Material for this exercise:

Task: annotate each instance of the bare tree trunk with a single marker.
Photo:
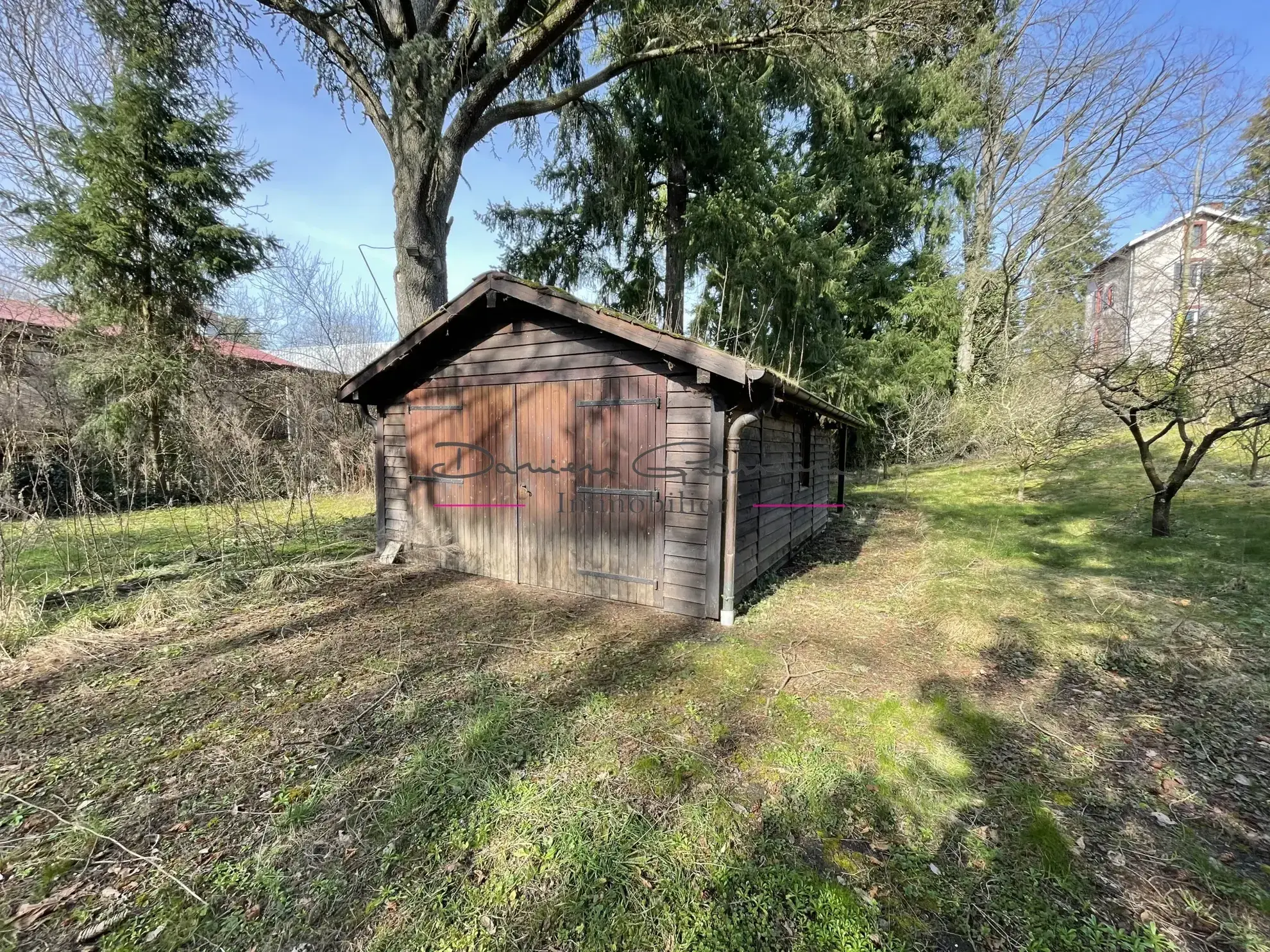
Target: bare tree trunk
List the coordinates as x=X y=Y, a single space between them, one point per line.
x=1160 y=510
x=676 y=254
x=422 y=205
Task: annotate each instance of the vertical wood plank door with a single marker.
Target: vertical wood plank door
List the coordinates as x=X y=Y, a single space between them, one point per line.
x=544 y=448
x=619 y=438
x=589 y=522
x=460 y=499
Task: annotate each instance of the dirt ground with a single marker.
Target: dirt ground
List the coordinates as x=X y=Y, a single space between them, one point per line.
x=375 y=760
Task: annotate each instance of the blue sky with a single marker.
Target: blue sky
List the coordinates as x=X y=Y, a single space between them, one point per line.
x=332 y=181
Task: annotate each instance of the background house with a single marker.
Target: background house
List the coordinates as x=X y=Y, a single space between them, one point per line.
x=247 y=414
x=1137 y=291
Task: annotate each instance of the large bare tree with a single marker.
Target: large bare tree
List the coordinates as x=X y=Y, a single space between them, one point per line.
x=437 y=76
x=1079 y=107
x=50 y=59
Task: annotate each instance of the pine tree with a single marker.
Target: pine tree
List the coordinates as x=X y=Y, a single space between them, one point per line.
x=1255 y=187
x=625 y=174
x=140 y=239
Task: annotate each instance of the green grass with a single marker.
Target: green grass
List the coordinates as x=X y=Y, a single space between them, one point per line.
x=947 y=726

How to complete this task:
Among the records above, only the lines between the line holding "Target: large bare tree" and the line holding "Target: pine tree", inclusive, are to be output, exactly as written.

Task result:
Target: large bare tree
List the coordinates as x=X y=Y, a single space between them, one point per line.
x=437 y=76
x=1079 y=107
x=50 y=59
Task: annotate each instance of the pine tree with a single marker.
Target: pine tree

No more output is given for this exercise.